*Extract to read*:

[Start]

From "William A. Rowe Jr." <wr...@rowe-clan.net>
Subject Re: i18n codepage guidance needed
Date Tue, 12 Apr 2011 19:37:34 GMT
On 4/12/2011 11:56 AM, Jeff Trawick wrote:
> On Tue, Apr 12, 2011 at 12:29 PM, William A. Rowe Jr.
> <wrowe@rowe-clan.net> wrote:
>> I have one dev question for my apr_fnmatch() refactoring
>> Today we lowercase the two characters (and don't support case-insensitive
>> range matches at all, I won't change this apr-specific quirk).  But IIRC
>> there are language with multiple lower case representations of the same
>> upper case character, but never (or at least, rarely) visa versa?
>> Shouldn't we upcase both the text and match chars, instead, to better
>> support non-ASCII locales?  (Obviously, this ignores utf-8 issues, and
>> I'm not going to enable MBCS in this next release, but will at least make
>> it possible to enhance for MBCS later on, without changing fn prototypes).

[End]

*Source data*:
[Start]

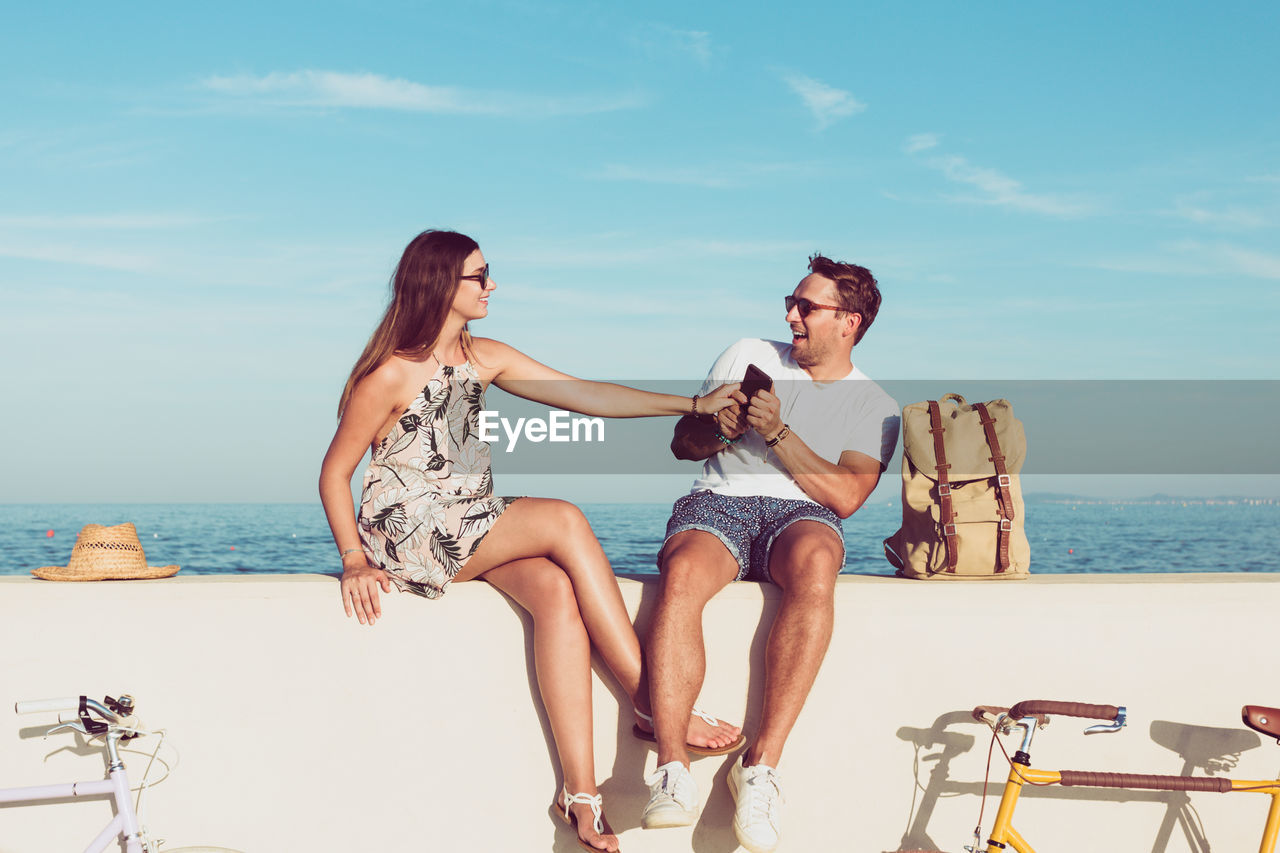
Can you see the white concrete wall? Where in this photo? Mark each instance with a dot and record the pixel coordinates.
(302, 730)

[End]

*Exercises to complete*:
- a) Please translate this sentence from the codepage message into Spanish: "Shouldn't we upcase both the text and match chars, instead, to better support non-ASCII locales?"
- b) Pick up the codepage message after its final sentence and write what comes next.

*Answer set*:
- a) ¿No deberíamos pasar a mayúsculas tanto el texto como los caracteres de coincidencia, en su lugar, para dar mejor soporte a las configuraciones regionales que no son ASCII?

- b)
> No real answer, just some comments...
> * FWLIW, it is tolower() now "just because."  It was originally toupper().
> * For interesting text, it could change behavior, and we don't have
> bugs filed now, right?
> * For interesting text, neither toupper() nor tolower() nor == is
> correct!  (So don't bother changing behavior.)

I think I found the answer to "just because", thanks Deutchlanders... from
the linux manpage...

  In some non-English locales, there are lowercase letters with no corre-
  sponding uppercase equivalent; the German sharp s is one example.

Still pondering.